#### TEXTO PROPORCIONADO
Un día,  comentando la obra de Cernuda y pasando revista a algunos lances de su existencia, recuerdo que Dolors, entre otros muchos y enjundiosos casos, destacó aquel momento en que el poeta, abrumado por la soledad y los desengaños, fue borrando de su agenda los nombres de bastantes amigos falsos, de esos que se acercaban para obtener ventajas y se iban, sin más, apenas conseguida la merced. Cuántas cosas se dejan tiradas por el mundo, cuantas cosas borramos, poco a poco, del dietario de nuestra vida, cuántas pérdidas son necesarias para llegar, finalmente, a borrar nuestra propia respiración.     
Con estas reflexiones, ya al margen de la anécdota cernudiana, da comienzo Sobre la oscuridad. El poema, titulado The End (Fin) –guiño sin duda al cine, como metáfora existencial-, nos introduce en la oscuridad del misterio, que no es la certeza de ningún más allá, sino –en palabras de la autora- la duda,  lo mismo que el mirar y no ver, lo mismo que el no saber dónde se halla cada cosa en la existencia. Pero también se trata de convertirla en luz, de hacer que los opuestos bailen juntos.
########
#### DATOS PROPORCIONADOS
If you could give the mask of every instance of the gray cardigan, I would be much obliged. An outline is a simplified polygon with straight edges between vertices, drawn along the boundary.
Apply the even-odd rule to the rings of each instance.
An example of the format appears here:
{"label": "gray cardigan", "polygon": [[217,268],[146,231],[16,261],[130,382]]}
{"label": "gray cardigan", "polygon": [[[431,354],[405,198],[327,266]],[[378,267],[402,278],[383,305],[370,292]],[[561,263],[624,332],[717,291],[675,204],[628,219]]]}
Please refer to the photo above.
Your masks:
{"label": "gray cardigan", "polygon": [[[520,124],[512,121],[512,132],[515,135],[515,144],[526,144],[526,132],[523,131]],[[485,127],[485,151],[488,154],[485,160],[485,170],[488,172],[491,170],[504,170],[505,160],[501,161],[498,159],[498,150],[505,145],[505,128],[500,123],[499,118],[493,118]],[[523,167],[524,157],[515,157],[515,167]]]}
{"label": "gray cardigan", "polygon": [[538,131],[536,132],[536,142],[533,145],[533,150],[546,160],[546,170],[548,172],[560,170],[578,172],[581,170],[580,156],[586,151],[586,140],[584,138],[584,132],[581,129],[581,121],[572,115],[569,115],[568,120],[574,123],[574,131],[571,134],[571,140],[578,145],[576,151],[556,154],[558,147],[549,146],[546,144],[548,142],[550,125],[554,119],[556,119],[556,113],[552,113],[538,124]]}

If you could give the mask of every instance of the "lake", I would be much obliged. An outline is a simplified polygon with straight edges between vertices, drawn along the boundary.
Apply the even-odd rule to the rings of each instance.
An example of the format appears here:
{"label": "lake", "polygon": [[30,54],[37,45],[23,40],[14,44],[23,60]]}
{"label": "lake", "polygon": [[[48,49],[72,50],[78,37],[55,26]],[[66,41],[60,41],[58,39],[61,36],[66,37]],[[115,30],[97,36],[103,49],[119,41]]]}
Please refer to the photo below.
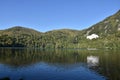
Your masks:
########
__LO QUE SE PIDE__:
**a)** Indica si cada afirmación coincide con el texto proporcionado y respalda tu respuesta con las palabras decisivas del texto, citadas literalmente: (i) Cernuda borró de su agenda los nombres de bastantes amigos falsos. (ii) El poema que abre Sobre la oscuridad se titula El principio. (iii) Para la autora, la oscuridad del misterio es la certeza de un más allá.
**b)** Cita literalmente el fragmento del texto proporcionado que va desde "Con estas reflexiones, ya" hasta "opuestos bailen juntos.".

__RESPUESTAS DEL EJERCICIO__:
**a)**
(i) Sí: «fue borrando de su agenda los nombres de bastantes amigos falsos».
(ii) No: «El poema, titulado The End (Fin)».
(iii) No: «que no es la certeza de ningún más allá, sino –en palabras de la autora- la duda».

**b)**
Con estas reflexiones, ya al margen de la anécdota cernudiana, da comienzo Sobre la oscuridad. El poema, titulado The End (Fin) –guiño sin duda al cine, como metáfora existencial-, nos introduce en la oscuridad del misterio, que no es la certeza de ningún más allá, sino –en palabras de la autora- la duda,  lo mismo que el mirar y no ver, lo mismo que el no saber dónde se halla cada cosa en la existencia. Pero también se trata de convertirla en luz, de hacer que los opuestos bailen juntos.